━━━━━ Task data ━━━━━

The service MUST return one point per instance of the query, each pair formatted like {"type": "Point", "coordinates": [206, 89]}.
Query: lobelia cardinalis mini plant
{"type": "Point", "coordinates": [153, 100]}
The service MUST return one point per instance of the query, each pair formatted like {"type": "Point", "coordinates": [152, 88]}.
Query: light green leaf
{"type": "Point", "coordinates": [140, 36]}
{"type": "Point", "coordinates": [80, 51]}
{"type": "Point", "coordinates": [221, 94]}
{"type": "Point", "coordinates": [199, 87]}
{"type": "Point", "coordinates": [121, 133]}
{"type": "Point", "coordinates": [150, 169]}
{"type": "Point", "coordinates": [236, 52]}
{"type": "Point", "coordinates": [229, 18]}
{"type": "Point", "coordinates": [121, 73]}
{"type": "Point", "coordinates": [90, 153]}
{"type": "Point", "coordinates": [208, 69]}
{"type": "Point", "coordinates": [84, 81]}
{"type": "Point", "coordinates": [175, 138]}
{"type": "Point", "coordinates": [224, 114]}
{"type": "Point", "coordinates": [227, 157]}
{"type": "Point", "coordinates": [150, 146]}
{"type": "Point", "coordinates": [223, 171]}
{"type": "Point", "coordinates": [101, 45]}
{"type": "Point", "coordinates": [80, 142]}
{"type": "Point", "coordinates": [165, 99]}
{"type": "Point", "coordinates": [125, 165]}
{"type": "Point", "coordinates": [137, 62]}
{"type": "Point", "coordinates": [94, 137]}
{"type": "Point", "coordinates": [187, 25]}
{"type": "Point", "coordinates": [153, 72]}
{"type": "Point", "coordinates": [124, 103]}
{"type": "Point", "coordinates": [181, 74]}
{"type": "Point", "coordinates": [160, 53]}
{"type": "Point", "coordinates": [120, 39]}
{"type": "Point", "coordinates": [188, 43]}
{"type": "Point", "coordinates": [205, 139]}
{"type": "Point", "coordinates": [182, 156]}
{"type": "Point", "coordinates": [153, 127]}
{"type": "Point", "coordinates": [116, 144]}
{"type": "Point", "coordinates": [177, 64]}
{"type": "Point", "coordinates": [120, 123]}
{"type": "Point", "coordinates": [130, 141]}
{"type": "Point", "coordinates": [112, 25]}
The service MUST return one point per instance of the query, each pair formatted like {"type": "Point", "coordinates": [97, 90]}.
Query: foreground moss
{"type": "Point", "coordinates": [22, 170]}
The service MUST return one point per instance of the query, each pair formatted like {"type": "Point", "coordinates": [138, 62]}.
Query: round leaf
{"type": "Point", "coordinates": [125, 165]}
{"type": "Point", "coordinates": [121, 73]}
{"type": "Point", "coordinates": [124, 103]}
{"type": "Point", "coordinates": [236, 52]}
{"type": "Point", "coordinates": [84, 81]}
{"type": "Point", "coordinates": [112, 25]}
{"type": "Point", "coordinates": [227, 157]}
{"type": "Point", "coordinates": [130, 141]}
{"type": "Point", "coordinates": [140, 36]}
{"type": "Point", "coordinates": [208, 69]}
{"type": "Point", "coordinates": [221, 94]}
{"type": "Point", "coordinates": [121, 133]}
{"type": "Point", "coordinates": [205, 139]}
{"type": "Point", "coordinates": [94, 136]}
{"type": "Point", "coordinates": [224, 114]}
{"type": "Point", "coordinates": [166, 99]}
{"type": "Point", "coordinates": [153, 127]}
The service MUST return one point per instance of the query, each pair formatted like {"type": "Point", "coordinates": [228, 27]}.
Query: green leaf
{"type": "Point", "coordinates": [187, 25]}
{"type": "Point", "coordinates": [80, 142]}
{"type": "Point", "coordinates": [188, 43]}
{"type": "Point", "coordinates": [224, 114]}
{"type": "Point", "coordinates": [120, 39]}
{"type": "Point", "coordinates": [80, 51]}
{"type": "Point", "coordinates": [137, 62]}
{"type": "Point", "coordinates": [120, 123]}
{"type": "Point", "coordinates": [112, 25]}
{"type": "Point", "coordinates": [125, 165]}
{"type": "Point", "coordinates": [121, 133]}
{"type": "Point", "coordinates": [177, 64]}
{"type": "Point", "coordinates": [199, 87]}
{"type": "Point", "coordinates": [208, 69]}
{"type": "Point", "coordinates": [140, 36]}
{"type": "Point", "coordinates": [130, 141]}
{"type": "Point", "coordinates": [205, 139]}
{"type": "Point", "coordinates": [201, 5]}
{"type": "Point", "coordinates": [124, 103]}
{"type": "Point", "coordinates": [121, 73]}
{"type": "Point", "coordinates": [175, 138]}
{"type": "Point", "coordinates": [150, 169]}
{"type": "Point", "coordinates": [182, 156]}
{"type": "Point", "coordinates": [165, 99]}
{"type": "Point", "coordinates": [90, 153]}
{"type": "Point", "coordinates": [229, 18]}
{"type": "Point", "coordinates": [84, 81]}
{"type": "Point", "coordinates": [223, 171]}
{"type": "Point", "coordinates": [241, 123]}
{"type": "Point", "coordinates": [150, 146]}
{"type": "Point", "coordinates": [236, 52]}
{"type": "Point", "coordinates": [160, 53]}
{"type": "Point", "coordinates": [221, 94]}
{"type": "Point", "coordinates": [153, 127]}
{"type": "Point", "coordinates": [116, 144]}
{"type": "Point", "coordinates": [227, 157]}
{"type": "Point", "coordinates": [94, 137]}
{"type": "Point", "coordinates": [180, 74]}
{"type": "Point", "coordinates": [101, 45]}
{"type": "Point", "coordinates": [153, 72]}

━━━━━

**Exercise details:**
State how many lines of the records contain the string "pair", where case must match. Give only the number.

**Output below:**
5